先生の声
乳がん術後放射線治療による新型コロナウィルス肺炎への影響について

乳がん手術後の放射線治療では免疫力低下は考えにくい

先ごろ、乳がん手術後に放射線治療を行っていた患者さんが新型コロナウイルスによってお亡くなりになったことで、一部では放射線治療により免疫力が低下し、それが原因で劇症化したのではないかというコメントを散見いたします。

放射線治療によって重症化したのではないかという誤解が生じ、現在放射線治療を受けている方、または予定されている方、すでに治療が終わっている方から不安の声をお聞きしております。

今回は、一般論として、放射線治療と新型コロナウイルスの関連性をご説明いたします。

尚、公益社団法人日本放射線腫瘍学会のホームページにもコメントが出ておりますので、ご覧ください。
https://www.jastro.or.jp/customer/news/20200425.pdf

新型コロナウイルス感染予防時期における放射線治療

早期の乳がんであれば、乳房温存手術と言われる治療を受けた後に、再発予防として術後放射線治療というものがよく行われています。この治療では一般的に手術した乳房全体へ放射線治療を実施します。

※ ※ ※

やること:
(a) 放射線治療についての文章の内容を、2文で要約してください。
(b) 放射線治療についての文章のうち、「乳がん手術後の放射線治療では免疫力低下は考えにくい」から「安の声をお聞きしております。」までをすべて、一字一句変えずに書き出してください。
(c) 次の(i)〜(iii)が放射線治療についての文章の内容と合っているかどうかを、それぞれ「はい」か「いいえ」で答え、判断の根拠となる文章中の語句をそのまま引用してください。
(i) 日本放射線腫瘍学会のホームページにも、この件に関するコメントが出ている。
(ii) 術後放射線治療は一般的に、手術した乳房の一部だけに行われる。
(iii) 乳房温存手術の後には、再発予防として術後放射線治療がよく行われている。
このあとに続く項目は、作業には使いません。

※ ※ ※

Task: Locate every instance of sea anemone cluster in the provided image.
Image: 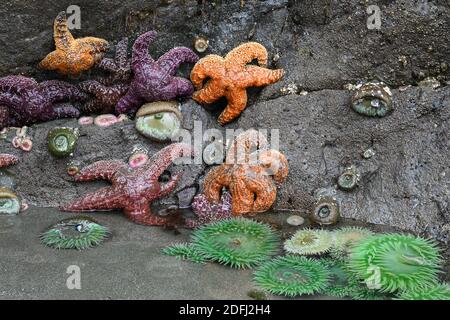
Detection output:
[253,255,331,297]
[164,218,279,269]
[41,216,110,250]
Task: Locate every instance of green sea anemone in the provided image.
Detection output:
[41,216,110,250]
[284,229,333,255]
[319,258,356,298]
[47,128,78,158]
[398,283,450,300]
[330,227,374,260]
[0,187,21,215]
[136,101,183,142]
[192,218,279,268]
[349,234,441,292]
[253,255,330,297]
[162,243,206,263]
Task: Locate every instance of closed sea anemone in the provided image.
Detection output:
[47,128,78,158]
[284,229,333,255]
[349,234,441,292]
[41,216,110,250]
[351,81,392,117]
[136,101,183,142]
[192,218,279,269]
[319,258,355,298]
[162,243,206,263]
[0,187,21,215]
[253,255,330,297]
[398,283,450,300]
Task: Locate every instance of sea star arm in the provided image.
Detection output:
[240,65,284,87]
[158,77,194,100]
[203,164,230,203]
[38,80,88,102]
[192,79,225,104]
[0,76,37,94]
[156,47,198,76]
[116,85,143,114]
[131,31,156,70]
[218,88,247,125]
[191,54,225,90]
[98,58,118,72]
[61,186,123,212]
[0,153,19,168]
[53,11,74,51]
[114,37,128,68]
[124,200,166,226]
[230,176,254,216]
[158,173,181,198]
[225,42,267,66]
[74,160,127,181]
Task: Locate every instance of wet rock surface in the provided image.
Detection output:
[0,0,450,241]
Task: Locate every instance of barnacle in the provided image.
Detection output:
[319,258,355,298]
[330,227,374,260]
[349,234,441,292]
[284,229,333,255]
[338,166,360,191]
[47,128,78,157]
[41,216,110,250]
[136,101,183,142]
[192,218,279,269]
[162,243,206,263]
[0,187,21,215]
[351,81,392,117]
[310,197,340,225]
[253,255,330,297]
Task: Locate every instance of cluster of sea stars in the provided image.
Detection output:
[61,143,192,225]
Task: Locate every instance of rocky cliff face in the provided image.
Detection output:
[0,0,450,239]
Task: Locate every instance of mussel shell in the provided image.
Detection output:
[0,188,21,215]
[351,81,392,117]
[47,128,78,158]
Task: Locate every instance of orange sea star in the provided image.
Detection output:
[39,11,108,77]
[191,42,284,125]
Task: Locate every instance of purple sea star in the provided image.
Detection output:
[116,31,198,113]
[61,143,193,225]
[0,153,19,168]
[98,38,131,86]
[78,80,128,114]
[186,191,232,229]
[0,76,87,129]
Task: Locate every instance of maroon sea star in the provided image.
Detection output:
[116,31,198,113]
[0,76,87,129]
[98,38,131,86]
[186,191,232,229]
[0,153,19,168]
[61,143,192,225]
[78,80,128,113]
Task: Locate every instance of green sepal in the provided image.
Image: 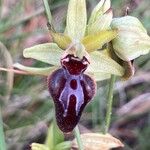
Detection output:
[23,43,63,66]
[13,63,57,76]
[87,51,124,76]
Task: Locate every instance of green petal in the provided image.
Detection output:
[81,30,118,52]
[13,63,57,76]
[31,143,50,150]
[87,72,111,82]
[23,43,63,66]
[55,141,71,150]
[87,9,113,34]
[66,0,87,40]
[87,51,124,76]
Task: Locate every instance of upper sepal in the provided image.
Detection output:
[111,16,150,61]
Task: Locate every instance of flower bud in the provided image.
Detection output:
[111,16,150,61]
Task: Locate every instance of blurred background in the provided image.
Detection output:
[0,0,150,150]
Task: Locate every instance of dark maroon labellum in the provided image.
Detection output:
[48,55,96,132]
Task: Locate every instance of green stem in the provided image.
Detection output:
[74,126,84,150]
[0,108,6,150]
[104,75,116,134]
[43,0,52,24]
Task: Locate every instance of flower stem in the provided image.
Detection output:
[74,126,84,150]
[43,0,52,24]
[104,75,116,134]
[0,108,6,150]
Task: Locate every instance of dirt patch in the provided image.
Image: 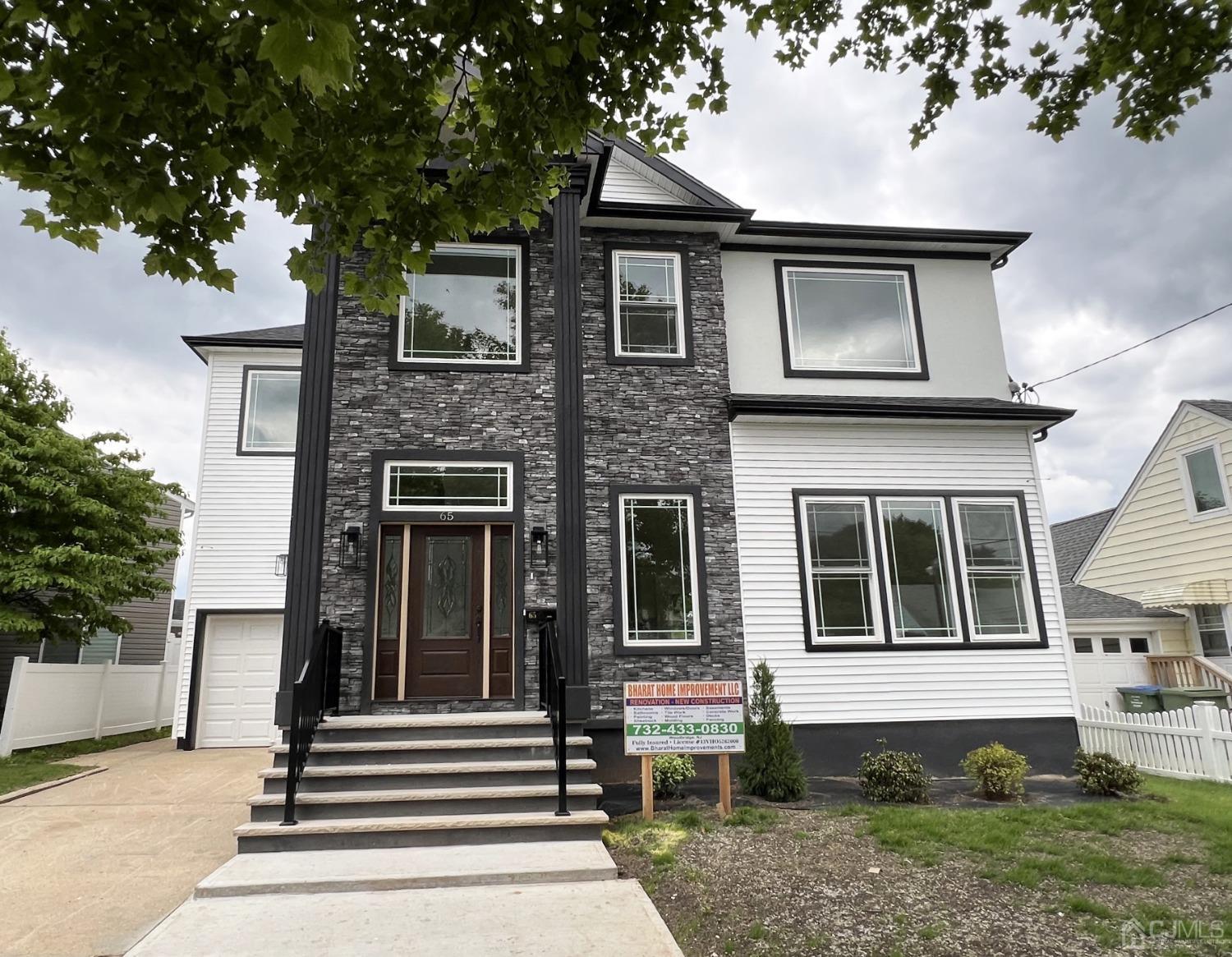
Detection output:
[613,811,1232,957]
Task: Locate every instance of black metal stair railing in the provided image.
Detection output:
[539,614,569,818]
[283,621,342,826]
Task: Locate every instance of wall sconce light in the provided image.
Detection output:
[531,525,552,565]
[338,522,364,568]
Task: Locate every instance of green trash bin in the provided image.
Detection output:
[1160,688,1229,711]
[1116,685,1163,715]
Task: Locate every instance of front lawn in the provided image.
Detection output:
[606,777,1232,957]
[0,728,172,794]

※ ※ ※

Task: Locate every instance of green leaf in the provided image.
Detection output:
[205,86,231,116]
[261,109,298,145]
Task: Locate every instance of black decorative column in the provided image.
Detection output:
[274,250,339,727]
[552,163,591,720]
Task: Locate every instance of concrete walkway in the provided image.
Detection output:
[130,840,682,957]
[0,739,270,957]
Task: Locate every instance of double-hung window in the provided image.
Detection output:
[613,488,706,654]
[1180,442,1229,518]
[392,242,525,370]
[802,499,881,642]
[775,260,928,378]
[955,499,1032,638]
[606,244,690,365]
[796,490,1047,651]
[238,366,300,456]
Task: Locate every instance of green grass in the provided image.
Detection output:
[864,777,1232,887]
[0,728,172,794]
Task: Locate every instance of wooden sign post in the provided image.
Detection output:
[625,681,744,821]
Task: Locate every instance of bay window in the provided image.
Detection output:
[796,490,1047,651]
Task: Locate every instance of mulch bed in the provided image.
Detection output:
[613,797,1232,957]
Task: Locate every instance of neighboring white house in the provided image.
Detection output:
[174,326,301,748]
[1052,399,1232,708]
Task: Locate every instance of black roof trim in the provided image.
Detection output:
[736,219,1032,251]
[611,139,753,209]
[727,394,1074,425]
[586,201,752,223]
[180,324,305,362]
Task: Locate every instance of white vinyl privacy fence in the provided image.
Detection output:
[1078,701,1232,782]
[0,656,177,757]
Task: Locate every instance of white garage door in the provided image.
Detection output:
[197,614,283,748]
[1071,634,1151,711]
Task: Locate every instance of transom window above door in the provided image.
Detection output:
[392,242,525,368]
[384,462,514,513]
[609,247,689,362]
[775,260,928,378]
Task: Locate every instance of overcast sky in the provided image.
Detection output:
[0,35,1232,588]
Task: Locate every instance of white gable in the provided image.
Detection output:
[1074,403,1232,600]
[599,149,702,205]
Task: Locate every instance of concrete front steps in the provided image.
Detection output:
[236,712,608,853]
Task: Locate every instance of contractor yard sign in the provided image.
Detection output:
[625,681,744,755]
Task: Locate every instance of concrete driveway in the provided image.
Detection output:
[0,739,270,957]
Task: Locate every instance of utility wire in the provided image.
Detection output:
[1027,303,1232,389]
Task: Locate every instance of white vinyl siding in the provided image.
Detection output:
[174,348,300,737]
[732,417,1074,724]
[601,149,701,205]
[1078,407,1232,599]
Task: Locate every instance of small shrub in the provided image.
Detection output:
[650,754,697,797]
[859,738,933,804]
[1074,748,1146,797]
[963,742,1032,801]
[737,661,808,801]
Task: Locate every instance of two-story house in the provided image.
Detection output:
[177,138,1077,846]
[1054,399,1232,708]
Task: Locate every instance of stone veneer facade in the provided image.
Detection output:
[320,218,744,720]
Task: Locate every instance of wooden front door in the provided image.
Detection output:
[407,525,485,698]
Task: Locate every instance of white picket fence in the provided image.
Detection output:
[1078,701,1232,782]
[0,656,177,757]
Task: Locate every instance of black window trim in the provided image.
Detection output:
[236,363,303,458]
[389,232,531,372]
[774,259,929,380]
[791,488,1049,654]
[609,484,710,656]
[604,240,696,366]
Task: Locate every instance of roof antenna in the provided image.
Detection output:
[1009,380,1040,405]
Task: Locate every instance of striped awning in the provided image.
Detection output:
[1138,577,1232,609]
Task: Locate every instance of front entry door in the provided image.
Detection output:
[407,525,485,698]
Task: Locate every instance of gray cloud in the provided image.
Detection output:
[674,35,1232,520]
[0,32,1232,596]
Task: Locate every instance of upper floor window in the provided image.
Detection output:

※ ※ ※

タスクの解答:
(a) 乳がん手術後に放射線治療を行っていた患者さんが新型コロナウイルスで亡くなったことから、放射線治療で免疫力が低下して劇症化したのではないかという見方が一部で見られ、治療中・治療予定・治療後の人から不安の声が寄せられている。これに対し文章は、乳がん手術後の放射線治療では免疫力低下は考えにくいとし、放射線治療と新型コロナウイルスの関連性を一般論として説明するとしている。

(b)
乳がん手術後の放射線治療では免疫力低下は考えにくい

先ごろ、乳がん手術後に放射線治療を行っていた患者さんが新型コロナウイルスによってお亡くなりになったことで、一部では放射線治療により免疫力が低下し、それが原因で劇症化したのではないかというコメントを散見いたします。

放射線治療によって重症化したのではないかという誤解が生じ、現在放射線治療を受けている方、または予定されている方、すでに治療が終わっている方から不安の声をお聞きしております。

(c)
(i) はい。「公益社団法人日本放射線腫瘍学会のホームページにもコメントが出ておりますので、ご覧ください。」
(ii) いいえ。「この治療では一般的に手術した乳房全体へ放射線治療を実施します。」
(iii) はい。「乳房温存手術と言われる治療を受けた後に、再発予防として術後放射線治療というものがよく行われています。」